→ Prompt
Using the data below, reproduce exactly the lines from the line with "action | put a dot on each instance of the house" to the line with "query | silver suv", both included; pictures must be dropped.

→ Data records
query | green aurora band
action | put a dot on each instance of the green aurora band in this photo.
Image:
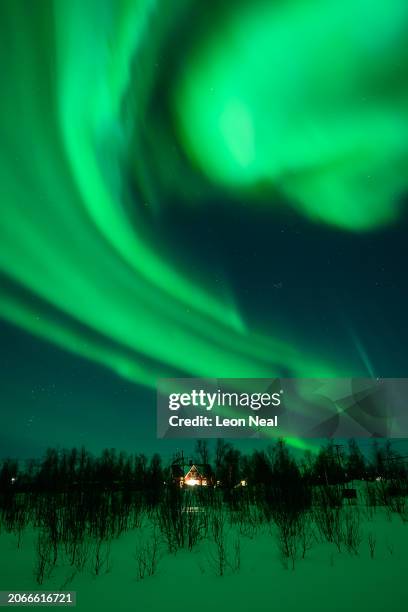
(77, 81)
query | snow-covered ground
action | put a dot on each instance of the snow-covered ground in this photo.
(325, 580)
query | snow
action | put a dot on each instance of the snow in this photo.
(325, 580)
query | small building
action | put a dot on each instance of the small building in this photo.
(194, 477)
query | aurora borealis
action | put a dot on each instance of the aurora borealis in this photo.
(128, 127)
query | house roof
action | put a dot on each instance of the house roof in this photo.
(194, 468)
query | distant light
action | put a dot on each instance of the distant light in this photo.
(192, 482)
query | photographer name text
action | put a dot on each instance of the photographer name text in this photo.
(217, 421)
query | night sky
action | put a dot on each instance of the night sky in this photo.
(195, 192)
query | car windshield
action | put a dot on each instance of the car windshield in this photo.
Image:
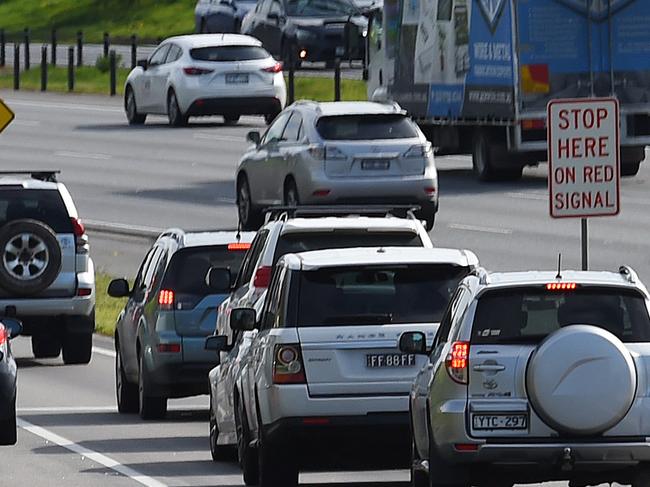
(35, 204)
(229, 53)
(528, 315)
(320, 8)
(292, 243)
(366, 127)
(370, 295)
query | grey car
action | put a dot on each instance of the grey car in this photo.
(338, 153)
(221, 16)
(535, 377)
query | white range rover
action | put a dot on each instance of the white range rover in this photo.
(324, 373)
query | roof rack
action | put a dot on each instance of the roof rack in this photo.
(48, 176)
(316, 211)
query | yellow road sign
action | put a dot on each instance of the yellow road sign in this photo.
(6, 116)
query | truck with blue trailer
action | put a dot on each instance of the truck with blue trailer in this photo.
(477, 75)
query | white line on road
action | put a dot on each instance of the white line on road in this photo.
(476, 228)
(90, 454)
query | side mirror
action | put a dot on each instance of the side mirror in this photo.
(243, 319)
(219, 279)
(119, 288)
(13, 326)
(413, 342)
(254, 137)
(216, 343)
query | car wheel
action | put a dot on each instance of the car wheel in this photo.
(8, 431)
(249, 216)
(151, 407)
(126, 392)
(246, 454)
(176, 117)
(131, 108)
(31, 257)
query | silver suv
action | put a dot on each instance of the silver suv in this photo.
(47, 278)
(535, 377)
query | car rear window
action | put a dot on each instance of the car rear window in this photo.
(229, 53)
(357, 296)
(528, 315)
(292, 243)
(366, 127)
(36, 204)
(189, 267)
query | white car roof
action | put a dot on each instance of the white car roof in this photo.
(212, 40)
(378, 256)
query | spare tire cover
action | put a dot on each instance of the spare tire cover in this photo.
(581, 380)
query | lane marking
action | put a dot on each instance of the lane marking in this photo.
(90, 454)
(477, 228)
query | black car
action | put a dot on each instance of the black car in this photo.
(317, 30)
(9, 328)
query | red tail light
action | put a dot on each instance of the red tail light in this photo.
(276, 68)
(263, 277)
(287, 365)
(458, 362)
(166, 299)
(191, 71)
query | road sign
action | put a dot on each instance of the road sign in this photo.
(584, 157)
(6, 116)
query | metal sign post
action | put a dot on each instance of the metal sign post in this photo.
(584, 161)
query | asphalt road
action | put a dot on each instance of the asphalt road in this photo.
(157, 177)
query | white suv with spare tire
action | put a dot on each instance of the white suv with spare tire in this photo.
(534, 377)
(47, 278)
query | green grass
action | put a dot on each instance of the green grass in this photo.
(91, 80)
(106, 309)
(148, 19)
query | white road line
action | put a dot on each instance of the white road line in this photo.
(83, 155)
(90, 454)
(476, 228)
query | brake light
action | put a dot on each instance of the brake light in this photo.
(276, 68)
(458, 362)
(239, 246)
(192, 71)
(166, 299)
(262, 277)
(287, 365)
(561, 286)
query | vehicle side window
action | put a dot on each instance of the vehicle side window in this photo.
(159, 56)
(292, 130)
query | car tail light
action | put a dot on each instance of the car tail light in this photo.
(192, 71)
(262, 277)
(166, 299)
(458, 362)
(287, 365)
(561, 286)
(276, 68)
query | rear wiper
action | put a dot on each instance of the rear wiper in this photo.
(360, 319)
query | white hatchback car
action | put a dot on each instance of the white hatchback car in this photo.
(206, 74)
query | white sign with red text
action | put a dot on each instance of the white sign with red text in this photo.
(584, 157)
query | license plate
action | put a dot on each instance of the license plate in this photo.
(375, 165)
(237, 78)
(500, 421)
(389, 360)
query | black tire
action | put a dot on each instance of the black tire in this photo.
(126, 393)
(46, 346)
(8, 430)
(250, 217)
(176, 117)
(150, 406)
(247, 455)
(131, 108)
(28, 265)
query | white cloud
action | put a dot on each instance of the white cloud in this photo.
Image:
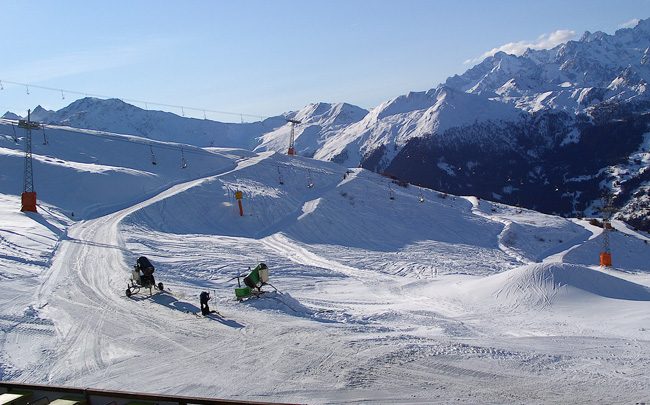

→ Problem solution
action | put a dot on each instance of the house roof in this photo.
(194, 468)
query | distant light
action | put a dot on each instance of the distant light in this photo.
(192, 482)
query | photographer name text
action | put a dot on each instance of the photographer name text in this photo.
(217, 421)
query | night sky
action | put a dot on each instance of the night sky in this photo.
(195, 192)
query | car windshield
action | put a dot on each instance of the car windshield in this photo.
Image:
(35, 204)
(229, 53)
(528, 315)
(320, 8)
(292, 243)
(366, 127)
(370, 295)
query | grey car
action | put a dot on each instance of the grey car in this photo.
(338, 153)
(221, 16)
(535, 377)
query | white range rover
action | put a dot on each instance of the white range rover in this photo.
(324, 373)
query | roof rack
action | put a dot on each instance of the roof rack in this photo.
(48, 176)
(316, 211)
query | yellow road sign
action | put a dot on each instance of the yellow road sign in this photo.
(6, 116)
query | truck with blue trailer
action | put a dot on each instance of the truck with blue trailer in this photo.
(477, 75)
query | white line on road
action | put a dot on each instance of the white line on road in this photo.
(476, 228)
(90, 454)
query | side mirror
action | put a dot on each instance of the side mirror in this photo.
(243, 319)
(219, 279)
(119, 288)
(13, 326)
(413, 342)
(254, 137)
(216, 343)
query | car wheel
action | put a dot on each instance of the car wheel in this photo.
(8, 431)
(249, 216)
(151, 407)
(126, 392)
(246, 454)
(176, 117)
(131, 108)
(31, 257)
query | silver suv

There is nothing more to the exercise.